(ASSIGNMENT):
In your answer, give each entry again exactly as it appears.
*** Opening RECORDS TO USE ***
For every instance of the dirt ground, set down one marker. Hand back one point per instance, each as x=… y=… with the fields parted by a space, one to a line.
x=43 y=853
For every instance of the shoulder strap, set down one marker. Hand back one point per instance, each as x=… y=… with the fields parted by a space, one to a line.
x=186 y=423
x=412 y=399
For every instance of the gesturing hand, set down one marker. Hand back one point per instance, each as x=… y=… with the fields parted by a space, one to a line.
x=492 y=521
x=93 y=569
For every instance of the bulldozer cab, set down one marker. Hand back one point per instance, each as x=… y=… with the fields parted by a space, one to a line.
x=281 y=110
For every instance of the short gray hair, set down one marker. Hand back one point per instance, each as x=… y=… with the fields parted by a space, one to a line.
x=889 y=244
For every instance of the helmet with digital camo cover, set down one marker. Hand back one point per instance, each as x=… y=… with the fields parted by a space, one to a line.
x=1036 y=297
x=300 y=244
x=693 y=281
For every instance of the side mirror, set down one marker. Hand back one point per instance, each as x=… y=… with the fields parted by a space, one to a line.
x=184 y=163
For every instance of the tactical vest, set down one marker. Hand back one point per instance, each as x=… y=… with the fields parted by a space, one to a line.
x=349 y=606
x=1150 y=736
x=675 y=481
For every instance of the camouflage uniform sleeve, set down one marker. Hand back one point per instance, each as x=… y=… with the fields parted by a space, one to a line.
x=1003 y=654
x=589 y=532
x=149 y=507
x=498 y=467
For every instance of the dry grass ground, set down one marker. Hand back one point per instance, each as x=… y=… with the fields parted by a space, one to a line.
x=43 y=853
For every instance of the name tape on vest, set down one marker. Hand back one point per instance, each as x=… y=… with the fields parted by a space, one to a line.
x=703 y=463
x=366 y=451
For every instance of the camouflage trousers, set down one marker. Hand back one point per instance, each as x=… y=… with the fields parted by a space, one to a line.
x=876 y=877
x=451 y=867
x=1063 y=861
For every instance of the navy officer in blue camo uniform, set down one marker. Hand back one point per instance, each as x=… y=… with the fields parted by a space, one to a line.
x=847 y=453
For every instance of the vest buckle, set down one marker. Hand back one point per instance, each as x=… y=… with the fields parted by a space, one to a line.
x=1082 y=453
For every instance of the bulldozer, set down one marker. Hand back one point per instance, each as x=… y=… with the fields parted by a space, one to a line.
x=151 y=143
*** Closing RECORDS TO USE ***
(RESULT OF THE EXERCISE):
For every instance of the dirt ground, set down one marker. Hand back one point per instance, each as x=… y=… with the fields parted by a space, one to a line.
x=43 y=853
For every instance of the shoulder strap, set down one marker. Hand back one point per instance, each as x=… y=… with the fields parted by a space, one to a line.
x=186 y=423
x=412 y=399
For every instance of the gesturing hand, set down one marker. Hand back one point per instance, each as x=… y=… with the fields parted by a space, one to a line.
x=492 y=521
x=93 y=569
For every instance of the bulldozer cab, set down one marker. Hand back one point per instance, each as x=… y=… with the fields parted by a space, one to a line.
x=281 y=110
For every instance of the short gray hair, set down one marker. Hand back one point per instance, each as x=… y=… with the fields parted by a space, one to a line.
x=889 y=244
For every instance of the helmet with digital camo cover, set down one marker. Hand back one point per instance, each as x=… y=… with the fields parted by a space, one to a line.
x=1036 y=297
x=300 y=244
x=693 y=281
For every instance of the side mirror, set down one marker. Hand back one point per instance, each as x=… y=… with the fields parted by a space, one to a line.
x=184 y=163
For every instance of the tactical vest, set down one marker. Hand back one point per instance, each as x=… y=… with the fields parted by a space, one to a line.
x=349 y=606
x=1150 y=736
x=675 y=481
For every instance of the camouflage uniform sleeve, set down one marker. Hand back one point per instance, each as x=… y=… with the fields parted by a space, one to a line.
x=1003 y=654
x=589 y=532
x=149 y=507
x=498 y=467
For every instance of the dry grass ground, set down one marker. Hand back one point per instance, each as x=… y=… with the fields parted by a space, one to a line.
x=43 y=853
For every instance of the name tape on vest, set down one marker. Hand back one point per instance, each as x=… y=… with the fields parted by a space, one to a line.
x=703 y=463
x=366 y=451
For every instance of the camouflage trousers, set down one marker. Hand back one point per instance, each as x=… y=… with the fields parted by a space, one to a line.
x=876 y=877
x=451 y=867
x=1063 y=861
For every instance of the navy officer in blue camo uniform, set down one marker. Hand back one point per instance, each as x=… y=… with the fields parted by a space, one to a line.
x=847 y=453
For every instance of the vest buckle, set down one marker. Hand back one point per instance, each as x=… y=… with the fields parted by a space, one to a line.
x=1082 y=453
For every instance of the bulldozer, set down one marker. Hand back one point per instance, each as x=… y=… with the fields parted by a space, one to a line.
x=151 y=143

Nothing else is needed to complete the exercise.